*Short task*
Convert the data below into a Markdown table with the columns Row and Line. Start with the line containing "Labeling batch C. For the image above, tag the dry", continue through the end of the data, and omit blank lines.

*Information supplied*
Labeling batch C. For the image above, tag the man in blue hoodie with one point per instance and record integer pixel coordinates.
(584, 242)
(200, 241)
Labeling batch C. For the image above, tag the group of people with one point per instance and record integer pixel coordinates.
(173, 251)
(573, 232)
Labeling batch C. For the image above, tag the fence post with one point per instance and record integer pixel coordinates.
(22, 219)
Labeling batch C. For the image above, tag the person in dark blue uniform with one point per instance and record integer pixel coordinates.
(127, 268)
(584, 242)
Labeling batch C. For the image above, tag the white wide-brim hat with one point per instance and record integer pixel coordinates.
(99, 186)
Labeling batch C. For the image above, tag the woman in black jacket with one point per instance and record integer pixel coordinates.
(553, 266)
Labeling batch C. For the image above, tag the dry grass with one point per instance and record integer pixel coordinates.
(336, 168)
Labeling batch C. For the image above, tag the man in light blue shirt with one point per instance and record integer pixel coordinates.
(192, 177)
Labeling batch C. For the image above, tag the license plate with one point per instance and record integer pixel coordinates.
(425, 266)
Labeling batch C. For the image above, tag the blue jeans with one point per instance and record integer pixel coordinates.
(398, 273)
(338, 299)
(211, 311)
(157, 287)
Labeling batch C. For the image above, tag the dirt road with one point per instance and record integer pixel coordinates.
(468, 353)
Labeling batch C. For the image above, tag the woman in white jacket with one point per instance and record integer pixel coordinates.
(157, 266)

*Answer to this problem*
| Row | Line |
|---|---|
| 1 | Labeling batch C. For the image above, tag the dry grass with one point per instance and record integer pixel coordinates. |
| 2 | (336, 168) |
| 3 | Labeling batch C. For the image above, tag the man in light blue shirt with one point per instance and record integer pixel coordinates. |
| 4 | (192, 177) |
| 5 | Labeling batch C. For the image above, tag the license plate with one point per instance and record integer pixel coordinates. |
| 6 | (425, 266) |
| 7 | Labeling batch C. For the image above, tag the blue jeans with one point per instance and record integer pixel coordinates. |
| 8 | (398, 273) |
| 9 | (338, 299) |
| 10 | (211, 311) |
| 11 | (157, 287) |
| 12 | Labeling batch C. For the image above, tag the dirt road with one point per instance and record integer pixel coordinates. |
| 13 | (468, 353) |
| 14 | Labeling batch C. For the image above, tag the woman in white jacket with one point per instance and record integer pixel coordinates. |
| 15 | (157, 266) |